=== Problem 1 ===
Recast the listing as a numbered list, from its first line up to and including the line with "point(919, 411)", skipping blank lines and leaving out the pictures.

=== Page ===
After several months of consideration, the Bush Administration was prepared to submit plans for
the NAO to Congress. In testimony concerning the Intelligence, Information Sharing and
Terrorism Risk Assessment of the House Homeland Security Committee on February 26, 2008,
Charles Allen stated, “We’re in the final process of having the charter [of the NAO] signed by the
principals involved, the Secretary of Defense, the Attorney General, the Director of National
Intelligence, and the Secretary of the Interior. We believe we have an agreed upon charter that
will be very clear to you on permissible and impermissible uses of the National Applications
Office.... We are very confident that we have privacy and civil rights and civil liberties fully
protected.”30
The Charter of the NAO was to establish a framework for addressing requests for IC support to
domestic missions. The NAO was to “receive, evaluate, consolidate, and prioritize requests.” It
will, in addition, “conduct legal reviews of all requests for access to IC capabilities or archived
data to determine whether such access is consistent with the U.S. Constitution and existing laws,
policies, and procedures.” Its goals included the promotion of information sharing and the
protection of intelligence sources and methods, and the NAO is to advocate to the IC the
budgetary implications of domestic missions. The Charter precluded any authority of the NAO to
accept requests to use IC capabilities to intercept or acquire communications, including those
covered by Title III of the Omnibus Safe Streets and Crime Control Act of 1968 or the Foreign
Intelligence Surveillance Act (FISA). Such requests are to be referred to the Justice Department.

[Records excerpted from a collection]
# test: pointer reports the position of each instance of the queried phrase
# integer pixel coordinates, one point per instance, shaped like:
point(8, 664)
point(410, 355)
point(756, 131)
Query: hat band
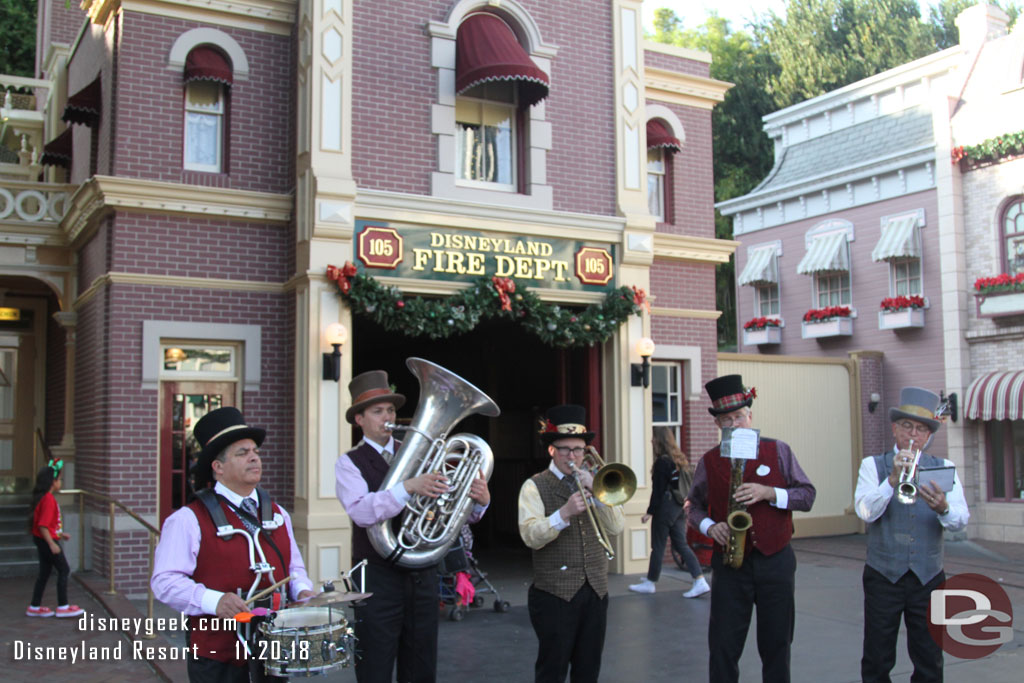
point(372, 393)
point(222, 432)
point(919, 411)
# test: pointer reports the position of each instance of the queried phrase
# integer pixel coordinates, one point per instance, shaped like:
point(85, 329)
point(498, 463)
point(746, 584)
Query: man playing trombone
point(905, 522)
point(563, 525)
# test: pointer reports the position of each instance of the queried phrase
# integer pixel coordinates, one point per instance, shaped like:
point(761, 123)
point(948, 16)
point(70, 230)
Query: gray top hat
point(916, 403)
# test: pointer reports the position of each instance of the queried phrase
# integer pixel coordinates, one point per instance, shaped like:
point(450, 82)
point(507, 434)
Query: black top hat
point(215, 431)
point(916, 403)
point(727, 394)
point(370, 388)
point(565, 422)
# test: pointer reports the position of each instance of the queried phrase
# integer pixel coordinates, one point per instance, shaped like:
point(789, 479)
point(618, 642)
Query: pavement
point(659, 637)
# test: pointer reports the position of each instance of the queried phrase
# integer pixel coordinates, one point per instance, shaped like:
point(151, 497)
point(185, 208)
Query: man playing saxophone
point(568, 599)
point(768, 488)
point(904, 540)
point(399, 621)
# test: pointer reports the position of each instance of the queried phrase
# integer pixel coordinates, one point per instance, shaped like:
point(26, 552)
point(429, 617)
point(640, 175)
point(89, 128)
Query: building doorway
point(520, 374)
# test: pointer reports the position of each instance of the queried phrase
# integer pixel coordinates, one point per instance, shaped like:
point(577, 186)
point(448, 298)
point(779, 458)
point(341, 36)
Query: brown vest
point(576, 549)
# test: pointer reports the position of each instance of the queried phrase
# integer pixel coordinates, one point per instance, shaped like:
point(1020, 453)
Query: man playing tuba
point(769, 488)
point(399, 621)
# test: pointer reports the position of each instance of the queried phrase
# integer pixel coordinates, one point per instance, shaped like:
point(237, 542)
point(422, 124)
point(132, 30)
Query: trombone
point(613, 484)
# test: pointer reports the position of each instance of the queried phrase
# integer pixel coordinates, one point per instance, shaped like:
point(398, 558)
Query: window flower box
point(902, 311)
point(829, 322)
point(760, 331)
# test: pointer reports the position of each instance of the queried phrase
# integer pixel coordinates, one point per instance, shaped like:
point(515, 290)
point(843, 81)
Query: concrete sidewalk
point(659, 637)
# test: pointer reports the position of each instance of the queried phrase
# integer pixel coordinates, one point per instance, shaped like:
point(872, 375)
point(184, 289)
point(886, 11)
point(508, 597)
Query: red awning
point(658, 136)
point(84, 107)
point(487, 50)
point(57, 151)
point(206, 63)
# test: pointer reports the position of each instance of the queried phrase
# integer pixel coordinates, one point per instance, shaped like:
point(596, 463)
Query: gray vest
point(905, 537)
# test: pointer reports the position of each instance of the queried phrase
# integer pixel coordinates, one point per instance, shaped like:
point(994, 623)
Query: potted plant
point(827, 322)
point(762, 330)
point(902, 311)
point(1001, 295)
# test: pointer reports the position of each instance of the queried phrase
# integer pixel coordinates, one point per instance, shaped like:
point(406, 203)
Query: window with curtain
point(204, 126)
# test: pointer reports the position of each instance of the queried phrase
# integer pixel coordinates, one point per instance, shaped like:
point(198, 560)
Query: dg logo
point(970, 615)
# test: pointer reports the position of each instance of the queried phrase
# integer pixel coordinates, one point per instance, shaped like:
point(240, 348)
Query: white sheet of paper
point(742, 443)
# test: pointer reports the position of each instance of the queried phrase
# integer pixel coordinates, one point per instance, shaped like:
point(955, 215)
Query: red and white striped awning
point(995, 396)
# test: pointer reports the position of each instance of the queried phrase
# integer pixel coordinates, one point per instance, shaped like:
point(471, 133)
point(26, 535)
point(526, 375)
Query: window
point(1013, 236)
point(766, 300)
point(485, 135)
point(905, 276)
point(655, 182)
point(1006, 459)
point(204, 126)
point(832, 289)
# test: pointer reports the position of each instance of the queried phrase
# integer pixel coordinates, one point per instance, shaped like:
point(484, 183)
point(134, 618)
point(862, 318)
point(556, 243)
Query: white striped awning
point(995, 396)
point(899, 240)
point(760, 267)
point(826, 253)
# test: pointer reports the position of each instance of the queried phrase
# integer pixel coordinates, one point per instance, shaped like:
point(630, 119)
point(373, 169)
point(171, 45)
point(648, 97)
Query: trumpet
point(906, 489)
point(613, 484)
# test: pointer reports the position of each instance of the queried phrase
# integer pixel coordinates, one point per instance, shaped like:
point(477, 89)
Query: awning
point(206, 63)
point(995, 396)
point(826, 253)
point(487, 50)
point(899, 240)
point(57, 151)
point(84, 107)
point(760, 267)
point(659, 136)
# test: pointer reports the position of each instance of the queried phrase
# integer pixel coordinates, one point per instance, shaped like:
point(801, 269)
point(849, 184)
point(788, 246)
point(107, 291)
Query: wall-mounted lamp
point(336, 335)
point(640, 372)
point(951, 403)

=== Problem 2 ===
Answer these questions about the National Applications Office page:
(a) On what date did Charles Allen give his testimony?
(b) What four actions was the NAO to take on requests?
(c) To which department are requests to intercept or acquire communications to be referred?

=== Written reply 1 ===
1. # test: pointer reports the position of each instance of the queried phrase
2. # integer pixel coordinates, one point per instance, shaped like:
3. point(8, 664)
4. point(410, 355)
5. point(756, 131)
6. Query: hat band
7. point(372, 393)
8. point(222, 432)
9. point(919, 411)

=== Written reply 2 ===
(a) February 26, 2008
(b) Receive, evaluate, consolidate, and prioritize them
(c) The Justice Department